### Task requirements
Arrange every line of the data below as a Markdown table with the columns "No." and "Text", numbering the rows in order and omitting blank lines.

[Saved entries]
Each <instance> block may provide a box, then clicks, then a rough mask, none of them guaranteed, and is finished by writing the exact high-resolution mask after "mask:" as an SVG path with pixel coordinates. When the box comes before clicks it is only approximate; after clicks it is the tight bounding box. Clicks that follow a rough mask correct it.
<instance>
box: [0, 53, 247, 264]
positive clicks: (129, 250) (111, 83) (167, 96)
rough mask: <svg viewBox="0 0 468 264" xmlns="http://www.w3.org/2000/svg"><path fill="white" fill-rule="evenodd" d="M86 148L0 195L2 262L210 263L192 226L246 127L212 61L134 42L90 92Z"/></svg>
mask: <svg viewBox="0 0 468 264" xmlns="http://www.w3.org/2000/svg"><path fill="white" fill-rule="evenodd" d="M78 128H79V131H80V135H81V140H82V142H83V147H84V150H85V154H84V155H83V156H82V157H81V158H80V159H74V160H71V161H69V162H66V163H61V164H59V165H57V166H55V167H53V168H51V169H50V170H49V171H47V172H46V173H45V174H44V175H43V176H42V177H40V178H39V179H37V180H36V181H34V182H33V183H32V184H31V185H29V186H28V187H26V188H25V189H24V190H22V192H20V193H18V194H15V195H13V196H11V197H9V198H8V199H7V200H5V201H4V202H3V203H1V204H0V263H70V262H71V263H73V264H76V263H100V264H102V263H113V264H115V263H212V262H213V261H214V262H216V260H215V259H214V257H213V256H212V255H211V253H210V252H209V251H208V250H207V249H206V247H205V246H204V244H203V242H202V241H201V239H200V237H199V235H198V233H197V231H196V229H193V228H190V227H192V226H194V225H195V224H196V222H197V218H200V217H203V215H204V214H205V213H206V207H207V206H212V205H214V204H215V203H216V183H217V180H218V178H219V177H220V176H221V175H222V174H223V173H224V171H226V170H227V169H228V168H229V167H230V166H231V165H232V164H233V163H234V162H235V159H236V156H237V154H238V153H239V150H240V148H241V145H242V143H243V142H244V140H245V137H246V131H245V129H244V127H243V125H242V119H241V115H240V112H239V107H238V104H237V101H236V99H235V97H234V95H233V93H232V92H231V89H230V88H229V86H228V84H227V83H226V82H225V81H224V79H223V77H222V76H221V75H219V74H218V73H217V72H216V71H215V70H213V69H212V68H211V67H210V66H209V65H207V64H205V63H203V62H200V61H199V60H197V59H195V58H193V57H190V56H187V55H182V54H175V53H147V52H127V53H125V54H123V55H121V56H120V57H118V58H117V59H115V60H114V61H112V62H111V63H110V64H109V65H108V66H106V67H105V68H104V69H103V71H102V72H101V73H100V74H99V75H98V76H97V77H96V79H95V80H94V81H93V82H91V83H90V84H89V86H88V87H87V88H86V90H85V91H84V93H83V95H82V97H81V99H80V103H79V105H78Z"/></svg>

### Solution to the problem
| No. | Text |
|---|---|
| 1 | Each <instance> block may provide a box, then clicks, then a rough mask, none of them guaranteed, and is finished by writing the exact high-resolution mask after "mask:" as an SVG path with pixel coordinates. When the box comes before clicks it is only approximate; after clicks it is the tight bounding box. Clicks that follow a rough mask correct it. |
| 2 | <instance> |
| 3 | box: [0, 53, 247, 264] |
| 4 | positive clicks: (129, 250) (111, 83) (167, 96) |
| 5 | rough mask: <svg viewBox="0 0 468 264" xmlns="http://www.w3.org/2000/svg"><path fill="white" fill-rule="evenodd" d="M86 148L0 195L2 262L210 263L192 226L246 127L212 61L134 42L90 92Z"/></svg> |
| 6 | mask: <svg viewBox="0 0 468 264" xmlns="http://www.w3.org/2000/svg"><path fill="white" fill-rule="evenodd" d="M78 128H79V131H80V135H81V140H82V142H83V147H84V150H85V154H84V155H83V156H82V157H81V158H80V159H74V160H71V161H69V162H66V163H61V164H59V165H57V166H55V167H53V168H51V169H50V170H49V171H47V172H46V173H45V174H44V175H43V176H42V177H40V178H39V179H37V180H36V181H34V182H33V183H32V184H31V185H29V186H28V187H26V188H25V189H24V190H22V192H20V193H18V194H15V195H13V196H11V197H9V198H8V199H7V200H5V201H4V202H3V203H1V204H0V263H70V262H71V263H73V264H76V263H100V264H102V263H113V264H115V263H212V262H213V261H214V262H216V260H215V259H214V257H213V256H212V255H211V253H210V252H209V251H208V250H207V249H206V247H205V246H204V244H203V242H202V241H201V239H200V237H199V235H198V233H197V231H196V229H193V228H190V227H192V226H194V225H195V224H196V222H197V218H200V217H203V215H204V214H205V213H206V207H207V206H212V205H214V204H215V203H216V183H217V180H218V178H219V177H220V176H221V175H222V174H223V173H224V171H226V170H227V169H228V168H229V167H230V166H231V165H232V164H233V163H234V162H235V159H236V156H237V154H238V153H239V150H240V148H241V145H242V143H243V142H244V140H245V137H246V131H245V129H244V127H243V125H242V119H241V115H240V112H239V107H238V104H237V101H236V99H235V97H234V95H233V93H232V92H231V89H230V88H229V86H228V84H227V83H226V82H225V81H224V79H223V77H222V76H221V75H219V74H218V73H217V72H216V71H215V70H213V69H212V68H211V67H210V66H209V65H207V64H205V63H203V62H200V61H199V60H197V59H195V58H193V57H190V56H187V55H182V54H175V53H147V52H127V53H125V54H123V55H121V56H120V57H118V58H117V59H115V60H114V61H112V62H111V63H110V64H109V65H108V66H106V67H105V68H104V69H103V71H102V72H101V73H100V74H99V75H98V76H97V77H96V79H95V80H94V81H93V82H91V83H90V84H89V86H88V87H87V88H86V90H85V91H84V93H83V95H82V97H81V99H80V103H79V105H78Z"/></svg> |